### To be done:
In the records below, find the line containing "Mark the shop", then extract that line and all subsequent lines exactly, leaving out everything else.

[Data listing]

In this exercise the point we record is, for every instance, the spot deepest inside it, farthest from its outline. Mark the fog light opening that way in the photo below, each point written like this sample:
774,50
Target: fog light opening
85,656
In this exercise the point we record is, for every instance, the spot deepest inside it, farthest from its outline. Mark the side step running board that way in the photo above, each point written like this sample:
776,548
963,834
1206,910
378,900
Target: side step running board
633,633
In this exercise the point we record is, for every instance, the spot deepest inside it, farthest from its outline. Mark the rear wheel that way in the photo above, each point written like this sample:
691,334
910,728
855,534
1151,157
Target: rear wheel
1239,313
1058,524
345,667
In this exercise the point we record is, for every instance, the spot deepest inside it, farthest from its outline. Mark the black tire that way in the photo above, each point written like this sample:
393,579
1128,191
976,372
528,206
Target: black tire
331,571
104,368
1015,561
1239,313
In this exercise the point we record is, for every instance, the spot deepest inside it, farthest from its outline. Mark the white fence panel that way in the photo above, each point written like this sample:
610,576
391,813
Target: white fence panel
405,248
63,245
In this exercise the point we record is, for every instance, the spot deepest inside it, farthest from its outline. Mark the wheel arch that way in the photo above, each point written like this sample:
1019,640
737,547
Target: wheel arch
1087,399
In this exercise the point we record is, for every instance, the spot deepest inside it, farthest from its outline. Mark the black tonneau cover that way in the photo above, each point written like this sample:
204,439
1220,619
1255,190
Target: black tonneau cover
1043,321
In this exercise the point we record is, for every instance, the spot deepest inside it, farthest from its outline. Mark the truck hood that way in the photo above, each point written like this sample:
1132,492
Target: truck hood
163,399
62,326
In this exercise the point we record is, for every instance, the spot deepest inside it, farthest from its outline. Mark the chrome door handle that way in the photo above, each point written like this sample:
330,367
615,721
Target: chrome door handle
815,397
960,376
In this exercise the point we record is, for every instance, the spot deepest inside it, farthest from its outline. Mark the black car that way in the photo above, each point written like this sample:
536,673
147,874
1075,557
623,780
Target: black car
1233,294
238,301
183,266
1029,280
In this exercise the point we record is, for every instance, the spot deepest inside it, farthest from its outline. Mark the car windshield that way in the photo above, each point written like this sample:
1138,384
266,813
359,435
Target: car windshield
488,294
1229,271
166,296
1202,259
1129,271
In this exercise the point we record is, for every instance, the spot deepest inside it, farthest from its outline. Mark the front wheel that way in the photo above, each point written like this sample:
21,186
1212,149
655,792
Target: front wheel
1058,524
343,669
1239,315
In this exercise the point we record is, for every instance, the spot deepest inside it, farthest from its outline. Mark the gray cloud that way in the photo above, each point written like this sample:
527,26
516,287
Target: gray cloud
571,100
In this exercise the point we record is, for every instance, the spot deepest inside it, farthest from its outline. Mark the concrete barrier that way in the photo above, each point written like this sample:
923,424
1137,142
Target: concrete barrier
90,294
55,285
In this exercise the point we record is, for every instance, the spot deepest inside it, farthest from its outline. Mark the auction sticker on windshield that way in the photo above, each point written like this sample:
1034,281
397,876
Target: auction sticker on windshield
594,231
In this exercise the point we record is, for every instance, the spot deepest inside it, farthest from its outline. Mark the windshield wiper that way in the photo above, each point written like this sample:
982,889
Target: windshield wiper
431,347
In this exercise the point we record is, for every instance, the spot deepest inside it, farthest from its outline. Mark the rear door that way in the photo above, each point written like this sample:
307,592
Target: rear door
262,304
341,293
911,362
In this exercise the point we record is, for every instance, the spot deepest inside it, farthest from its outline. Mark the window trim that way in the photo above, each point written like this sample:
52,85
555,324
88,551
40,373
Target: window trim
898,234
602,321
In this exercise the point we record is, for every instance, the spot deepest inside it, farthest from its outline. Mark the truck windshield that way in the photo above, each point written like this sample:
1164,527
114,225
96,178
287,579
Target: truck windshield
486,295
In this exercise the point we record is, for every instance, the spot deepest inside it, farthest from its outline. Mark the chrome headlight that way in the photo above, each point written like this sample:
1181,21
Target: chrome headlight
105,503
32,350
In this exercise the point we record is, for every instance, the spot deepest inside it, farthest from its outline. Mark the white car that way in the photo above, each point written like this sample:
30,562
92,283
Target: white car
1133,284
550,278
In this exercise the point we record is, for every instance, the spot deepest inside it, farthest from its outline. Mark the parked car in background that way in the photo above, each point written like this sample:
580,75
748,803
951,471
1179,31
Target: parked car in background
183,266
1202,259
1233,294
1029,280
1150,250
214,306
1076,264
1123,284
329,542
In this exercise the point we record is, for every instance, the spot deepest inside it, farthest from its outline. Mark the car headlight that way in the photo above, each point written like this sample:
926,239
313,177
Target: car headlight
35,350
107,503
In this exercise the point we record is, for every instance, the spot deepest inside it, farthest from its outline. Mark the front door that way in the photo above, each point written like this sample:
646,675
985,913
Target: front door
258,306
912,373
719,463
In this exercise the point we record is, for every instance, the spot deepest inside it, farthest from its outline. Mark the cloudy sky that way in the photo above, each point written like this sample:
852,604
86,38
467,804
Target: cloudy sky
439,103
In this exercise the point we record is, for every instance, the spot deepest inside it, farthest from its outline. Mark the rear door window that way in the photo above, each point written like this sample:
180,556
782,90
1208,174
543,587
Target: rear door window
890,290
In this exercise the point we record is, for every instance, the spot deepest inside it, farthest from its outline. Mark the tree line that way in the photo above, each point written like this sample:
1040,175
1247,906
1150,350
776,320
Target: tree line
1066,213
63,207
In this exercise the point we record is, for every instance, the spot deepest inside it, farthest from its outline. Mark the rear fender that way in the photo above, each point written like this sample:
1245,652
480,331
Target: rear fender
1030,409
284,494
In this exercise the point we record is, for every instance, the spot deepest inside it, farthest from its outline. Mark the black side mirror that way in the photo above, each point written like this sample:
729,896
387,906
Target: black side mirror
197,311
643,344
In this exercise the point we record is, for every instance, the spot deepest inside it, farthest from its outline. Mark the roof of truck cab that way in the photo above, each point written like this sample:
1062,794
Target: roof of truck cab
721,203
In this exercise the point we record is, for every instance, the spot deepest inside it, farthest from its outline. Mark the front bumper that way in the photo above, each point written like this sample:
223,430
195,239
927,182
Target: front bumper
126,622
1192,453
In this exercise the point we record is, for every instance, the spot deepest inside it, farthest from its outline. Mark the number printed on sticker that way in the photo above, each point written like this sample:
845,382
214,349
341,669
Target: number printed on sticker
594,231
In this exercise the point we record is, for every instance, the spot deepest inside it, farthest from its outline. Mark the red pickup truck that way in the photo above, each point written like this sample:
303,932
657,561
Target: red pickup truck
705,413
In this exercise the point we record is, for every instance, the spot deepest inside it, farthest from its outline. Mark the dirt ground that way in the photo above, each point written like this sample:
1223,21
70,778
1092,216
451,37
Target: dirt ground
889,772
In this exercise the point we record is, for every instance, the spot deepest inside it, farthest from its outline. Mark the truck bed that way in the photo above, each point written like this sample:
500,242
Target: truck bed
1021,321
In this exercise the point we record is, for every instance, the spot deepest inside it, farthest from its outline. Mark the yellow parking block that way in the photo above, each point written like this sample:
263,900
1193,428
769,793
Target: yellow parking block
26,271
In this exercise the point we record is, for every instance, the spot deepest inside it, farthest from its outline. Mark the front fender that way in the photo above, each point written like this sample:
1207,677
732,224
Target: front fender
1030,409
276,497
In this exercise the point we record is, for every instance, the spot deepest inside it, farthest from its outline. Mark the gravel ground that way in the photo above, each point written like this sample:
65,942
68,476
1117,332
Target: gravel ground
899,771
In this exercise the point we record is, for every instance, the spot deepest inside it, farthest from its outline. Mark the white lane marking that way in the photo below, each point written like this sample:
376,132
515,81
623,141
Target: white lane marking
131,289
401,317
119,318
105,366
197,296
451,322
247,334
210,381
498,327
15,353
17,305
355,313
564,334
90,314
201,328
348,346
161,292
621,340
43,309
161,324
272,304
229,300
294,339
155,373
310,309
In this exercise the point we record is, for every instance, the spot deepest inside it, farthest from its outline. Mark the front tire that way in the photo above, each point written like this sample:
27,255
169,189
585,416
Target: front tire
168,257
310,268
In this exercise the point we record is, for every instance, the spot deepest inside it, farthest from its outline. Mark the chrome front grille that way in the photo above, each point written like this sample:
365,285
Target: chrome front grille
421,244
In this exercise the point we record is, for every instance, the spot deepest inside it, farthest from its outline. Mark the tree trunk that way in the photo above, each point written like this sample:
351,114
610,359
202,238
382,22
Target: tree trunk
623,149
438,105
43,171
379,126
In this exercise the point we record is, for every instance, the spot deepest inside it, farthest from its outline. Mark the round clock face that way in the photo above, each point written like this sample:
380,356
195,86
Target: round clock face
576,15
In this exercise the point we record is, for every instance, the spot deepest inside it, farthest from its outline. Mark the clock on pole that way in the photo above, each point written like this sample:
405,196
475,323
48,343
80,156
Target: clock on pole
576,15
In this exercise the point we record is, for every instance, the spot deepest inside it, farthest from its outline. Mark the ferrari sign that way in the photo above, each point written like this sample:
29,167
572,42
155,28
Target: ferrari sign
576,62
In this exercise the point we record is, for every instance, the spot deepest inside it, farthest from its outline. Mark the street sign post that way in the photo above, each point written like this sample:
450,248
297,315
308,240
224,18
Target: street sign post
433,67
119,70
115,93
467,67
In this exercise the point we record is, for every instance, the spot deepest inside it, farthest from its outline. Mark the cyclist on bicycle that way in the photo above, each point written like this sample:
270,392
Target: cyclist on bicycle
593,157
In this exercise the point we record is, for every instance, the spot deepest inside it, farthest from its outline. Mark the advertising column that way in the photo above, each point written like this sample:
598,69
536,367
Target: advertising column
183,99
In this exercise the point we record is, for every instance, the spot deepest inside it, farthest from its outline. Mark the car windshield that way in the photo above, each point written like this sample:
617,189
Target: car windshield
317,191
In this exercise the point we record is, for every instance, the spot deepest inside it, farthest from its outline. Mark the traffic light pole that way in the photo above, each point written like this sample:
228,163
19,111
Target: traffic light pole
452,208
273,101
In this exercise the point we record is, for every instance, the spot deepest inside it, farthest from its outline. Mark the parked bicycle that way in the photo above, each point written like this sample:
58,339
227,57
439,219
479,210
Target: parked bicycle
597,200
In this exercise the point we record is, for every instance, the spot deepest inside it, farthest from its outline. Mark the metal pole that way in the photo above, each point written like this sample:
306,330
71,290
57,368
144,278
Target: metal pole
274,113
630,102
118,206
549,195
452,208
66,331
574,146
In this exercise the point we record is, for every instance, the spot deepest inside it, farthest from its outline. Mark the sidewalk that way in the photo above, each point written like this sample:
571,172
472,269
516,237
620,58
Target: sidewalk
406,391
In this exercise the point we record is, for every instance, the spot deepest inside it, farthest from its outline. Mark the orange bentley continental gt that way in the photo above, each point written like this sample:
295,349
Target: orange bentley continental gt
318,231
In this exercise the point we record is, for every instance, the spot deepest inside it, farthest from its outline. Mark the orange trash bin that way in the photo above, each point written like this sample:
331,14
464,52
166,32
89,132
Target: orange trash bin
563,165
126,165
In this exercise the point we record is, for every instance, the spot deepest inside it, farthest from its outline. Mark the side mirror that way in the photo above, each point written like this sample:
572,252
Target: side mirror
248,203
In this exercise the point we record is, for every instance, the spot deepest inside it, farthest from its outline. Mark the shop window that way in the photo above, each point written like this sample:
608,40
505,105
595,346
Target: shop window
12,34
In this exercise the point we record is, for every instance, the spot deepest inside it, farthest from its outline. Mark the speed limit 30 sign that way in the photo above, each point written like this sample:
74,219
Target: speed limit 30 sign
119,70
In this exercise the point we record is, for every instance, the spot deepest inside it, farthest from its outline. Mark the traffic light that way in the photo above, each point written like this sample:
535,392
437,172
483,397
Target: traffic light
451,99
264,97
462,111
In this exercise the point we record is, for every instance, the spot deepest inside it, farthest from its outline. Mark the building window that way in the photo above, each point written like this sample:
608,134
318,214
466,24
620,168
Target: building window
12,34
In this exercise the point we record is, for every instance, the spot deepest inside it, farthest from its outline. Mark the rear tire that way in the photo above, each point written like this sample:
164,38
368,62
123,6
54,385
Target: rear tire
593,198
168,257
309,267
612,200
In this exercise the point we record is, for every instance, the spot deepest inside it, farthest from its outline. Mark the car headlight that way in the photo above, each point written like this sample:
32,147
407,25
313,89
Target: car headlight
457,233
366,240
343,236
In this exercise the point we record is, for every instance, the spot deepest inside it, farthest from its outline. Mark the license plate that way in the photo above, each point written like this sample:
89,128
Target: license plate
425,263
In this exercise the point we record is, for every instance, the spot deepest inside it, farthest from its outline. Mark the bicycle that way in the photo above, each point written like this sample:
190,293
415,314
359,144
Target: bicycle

### Finished answer:
In this exercise the point we record is, for every instance, the spot deepest inside it, farthest from its outline. Mark the shop window that way in the photo above, each point written like this sample:
608,40
505,105
595,346
Target: shop window
12,34
In this exercise the point we record is, for every instance, the spot deepest inside it, farthest from its outline. Mark the speed limit 30 sign that way in the photo above, each point written like this sample:
74,219
Target: speed limit 30 sign
119,70
In this exercise the point we record is, for every instance, the spot deepest inside it, farthest from its outline. Mark the traffic light that way in the photo above, each point written like this sample:
535,392
437,172
483,397
Target: traffic light
451,99
264,97
462,111
In this exercise the point we record is, for every instance, the spot deepest inside it, farthest from its outline. Mark the building window that way in the photo above, each point written like this sample:
608,134
318,214
466,24
620,168
Target: building window
12,34
In this exercise the point we record is, for every instance, the spot deepest inside it, farthest from its outline. Mark the rear tire that way in the photo above, each point written like this sample:
164,38
368,62
123,6
54,385
Target: rear tire
593,198
168,257
309,267
612,200
In this exercise the point we record is, for every instance, the spot deepest inside it, farthest from its outline. Mark the car headlight that way in the photo above, each point written like this sample:
32,147
407,25
313,89
Target: car headlight
457,233
366,240
343,236
In this exercise the point we record is, for every instance, the spot deepest inside it, farthest from its outline. Mark the license plate that way in the photo above, each point written like this sample:
89,128
Target: license plate
425,263
In this exercise the point we record is, for every instance, the spot deepest inside it, farthest from its outline. Mark the bicycle that way in the photo above, each point written like this sample:
190,293
415,314
359,144
Target: bicycle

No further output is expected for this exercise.